> **Work required**: It is required that all of the data be written out exactly.

> **Extracted entries**:
···

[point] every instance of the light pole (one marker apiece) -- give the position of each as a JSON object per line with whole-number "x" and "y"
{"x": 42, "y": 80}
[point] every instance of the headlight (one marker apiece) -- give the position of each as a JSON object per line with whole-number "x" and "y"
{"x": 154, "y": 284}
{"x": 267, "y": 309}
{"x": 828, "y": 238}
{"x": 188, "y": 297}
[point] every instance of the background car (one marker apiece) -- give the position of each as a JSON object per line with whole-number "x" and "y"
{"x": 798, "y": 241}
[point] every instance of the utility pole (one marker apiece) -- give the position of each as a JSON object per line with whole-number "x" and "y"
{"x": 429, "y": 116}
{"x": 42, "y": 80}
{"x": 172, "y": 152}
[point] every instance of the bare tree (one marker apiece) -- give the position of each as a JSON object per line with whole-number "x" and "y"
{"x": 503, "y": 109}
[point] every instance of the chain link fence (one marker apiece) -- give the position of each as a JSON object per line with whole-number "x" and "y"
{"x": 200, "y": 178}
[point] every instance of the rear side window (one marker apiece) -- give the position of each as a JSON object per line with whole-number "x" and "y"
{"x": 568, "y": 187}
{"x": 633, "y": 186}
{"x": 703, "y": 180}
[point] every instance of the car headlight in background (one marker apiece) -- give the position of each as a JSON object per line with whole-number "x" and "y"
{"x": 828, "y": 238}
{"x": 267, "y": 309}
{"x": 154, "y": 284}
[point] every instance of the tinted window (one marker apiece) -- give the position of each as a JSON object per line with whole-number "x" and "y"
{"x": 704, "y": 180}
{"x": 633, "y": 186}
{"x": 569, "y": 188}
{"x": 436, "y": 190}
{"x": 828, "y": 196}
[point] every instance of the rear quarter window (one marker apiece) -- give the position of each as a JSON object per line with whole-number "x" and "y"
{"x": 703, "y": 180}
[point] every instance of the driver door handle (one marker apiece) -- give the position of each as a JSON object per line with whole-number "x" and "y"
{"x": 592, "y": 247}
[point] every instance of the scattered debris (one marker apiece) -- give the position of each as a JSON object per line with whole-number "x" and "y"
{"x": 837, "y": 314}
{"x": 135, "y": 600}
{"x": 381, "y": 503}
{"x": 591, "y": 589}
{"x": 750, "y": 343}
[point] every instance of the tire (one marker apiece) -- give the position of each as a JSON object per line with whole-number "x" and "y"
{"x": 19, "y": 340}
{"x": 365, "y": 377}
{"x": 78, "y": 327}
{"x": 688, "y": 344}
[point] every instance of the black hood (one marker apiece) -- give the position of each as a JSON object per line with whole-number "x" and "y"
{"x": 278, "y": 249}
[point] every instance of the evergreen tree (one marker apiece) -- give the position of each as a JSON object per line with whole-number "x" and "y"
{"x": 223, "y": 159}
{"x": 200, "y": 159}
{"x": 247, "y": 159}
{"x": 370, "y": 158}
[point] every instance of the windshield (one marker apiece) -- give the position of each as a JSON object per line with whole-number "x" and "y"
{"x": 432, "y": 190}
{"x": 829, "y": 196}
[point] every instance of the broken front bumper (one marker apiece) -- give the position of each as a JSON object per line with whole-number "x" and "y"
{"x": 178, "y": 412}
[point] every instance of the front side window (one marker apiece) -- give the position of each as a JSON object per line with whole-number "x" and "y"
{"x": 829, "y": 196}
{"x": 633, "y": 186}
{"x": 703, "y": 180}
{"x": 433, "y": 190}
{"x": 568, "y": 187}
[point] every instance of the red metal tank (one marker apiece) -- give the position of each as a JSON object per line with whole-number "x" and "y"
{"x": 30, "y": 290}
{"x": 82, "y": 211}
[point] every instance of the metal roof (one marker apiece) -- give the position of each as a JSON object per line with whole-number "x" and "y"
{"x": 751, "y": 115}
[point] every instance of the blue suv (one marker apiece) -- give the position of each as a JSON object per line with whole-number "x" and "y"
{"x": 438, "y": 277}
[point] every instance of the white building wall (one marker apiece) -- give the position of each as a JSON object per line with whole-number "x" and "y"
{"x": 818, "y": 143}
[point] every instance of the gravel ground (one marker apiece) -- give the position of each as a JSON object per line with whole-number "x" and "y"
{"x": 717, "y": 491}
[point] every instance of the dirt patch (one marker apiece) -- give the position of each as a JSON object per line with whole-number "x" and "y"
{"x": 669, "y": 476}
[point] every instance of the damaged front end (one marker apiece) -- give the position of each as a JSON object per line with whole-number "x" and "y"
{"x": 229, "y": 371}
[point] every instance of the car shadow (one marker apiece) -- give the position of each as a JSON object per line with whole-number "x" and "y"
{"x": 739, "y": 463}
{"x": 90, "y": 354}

···

> **Written response**:
[point] every instance of the light pole (one marker apiece) -- give the position of each as a JSON object per line with whole-number "x" and "y"
{"x": 42, "y": 80}
[point] every instance of the headlight (one marker apiece) -- give the position of each as a JSON object per line with whole-number "x" and "y"
{"x": 154, "y": 284}
{"x": 267, "y": 309}
{"x": 828, "y": 238}
{"x": 188, "y": 297}
[point] every instance of the background car (one marker apiece) -- give the position of each as a JSON object per line with whole-number "x" and "y"
{"x": 798, "y": 241}
[point] every instance of the utility pole (one marker apiece) -- give the position of each as a JSON object per line with whole-number "x" and "y"
{"x": 429, "y": 116}
{"x": 42, "y": 80}
{"x": 172, "y": 152}
[point] every instance of the bare tree (one marker apiece) -- give the position of each as a JSON object per line with whole-number "x" and "y"
{"x": 503, "y": 109}
[point] every instance of the chain link fence (one marker apiece) -- give the position of each as a JSON object per line with whole-number "x" and "y"
{"x": 200, "y": 178}
[point] every instance of the rear side window (one marker apiece) -- give the position of each as a JSON object per line with whole-number "x" and "y"
{"x": 568, "y": 187}
{"x": 633, "y": 186}
{"x": 703, "y": 180}
[point] every instance of the car headlight in background (one marker apiece) -- give the position of each as a JSON object per line with whole-number "x" and "y"
{"x": 828, "y": 238}
{"x": 267, "y": 309}
{"x": 154, "y": 284}
[point] every instance of the tinted window (one marker apiece) -- give the position of each as a JSON object per line with whole-number "x" and "y"
{"x": 704, "y": 180}
{"x": 633, "y": 186}
{"x": 569, "y": 188}
{"x": 436, "y": 190}
{"x": 828, "y": 196}
[point] every instance of the rear quarter window (one marker apiece) -- give the position of each as a JSON object per line with whole-number "x" and "y"
{"x": 703, "y": 180}
[point] every instance of the driver door handle (one marker apiece) -- give the position of each as a JSON object per line with whole-number "x" and "y"
{"x": 592, "y": 247}
[point] every instance of the scattered debris (one marker apiece) -- give the position of each as a JSON object per line with whole-number "x" and "y"
{"x": 837, "y": 314}
{"x": 135, "y": 600}
{"x": 381, "y": 503}
{"x": 591, "y": 589}
{"x": 750, "y": 343}
[point] every instance of the tire (one marker apiece) -- give the position of each as a JSON object per line with whole-number "x" and "y"
{"x": 19, "y": 340}
{"x": 365, "y": 377}
{"x": 78, "y": 327}
{"x": 688, "y": 344}
[point] every instance of the black hood (one marker apiece) -- give the position of each as a JSON object per line with whole-number "x" and "y"
{"x": 278, "y": 249}
[point] every instance of the evergreen tree (one marker apiece) -- give the position of each as a JSON object per line with whole-number "x" and "y"
{"x": 223, "y": 159}
{"x": 200, "y": 159}
{"x": 247, "y": 159}
{"x": 370, "y": 158}
[point] every instance of the windshield (one marker apiece) -- give the position of each as a JSON object per line with whole-number "x" and "y"
{"x": 432, "y": 190}
{"x": 829, "y": 196}
[point] every instance of the broken front bumper (one marker apiece) -- give the position of each as a JSON object per line with whole-number "x" and "y"
{"x": 178, "y": 412}
[point] every instance of the front side window (one marker apiece) -- give the position of each as a JSON object per line with whole-number "x" and "y"
{"x": 829, "y": 196}
{"x": 633, "y": 186}
{"x": 703, "y": 180}
{"x": 433, "y": 190}
{"x": 568, "y": 187}
[point] every instance of the red metal tank (one marker apiece) -- give the position of each as a JSON object per line with whole-number "x" and "y"
{"x": 30, "y": 290}
{"x": 82, "y": 211}
[point] every instance of the metal roof (one marker apiece) -- give the position of each as a JSON object per line with whole-number "x" and "y"
{"x": 751, "y": 115}
[point] every instance of the blue suv (one marker apiece) -- give the position of each as a JSON object per line with whole-number "x" and "y"
{"x": 438, "y": 277}
[point] every instance of the white building wall (one marker apiece) -- give the position of each as a JSON object per line with whole-number "x" and "y"
{"x": 818, "y": 143}
[point] every instance of the gravel ground (one marker apiece) -- give the position of each as a JSON object per line with whole-number "x" and "y"
{"x": 717, "y": 491}
[point] every instance of the dirt patch (one marker apiece) -- give the position of each as a JSON object per line with whole-number "x" and "y"
{"x": 669, "y": 476}
[point] every instance of the damaged front end (one marker apiece) -- give the position of each as a JSON object per line with whole-number "x" and "y"
{"x": 229, "y": 371}
[point] every instance of the car shadow (one marker apiece) -- give the position of each as a JSON object per line with whole-number "x" and "y"
{"x": 739, "y": 463}
{"x": 90, "y": 354}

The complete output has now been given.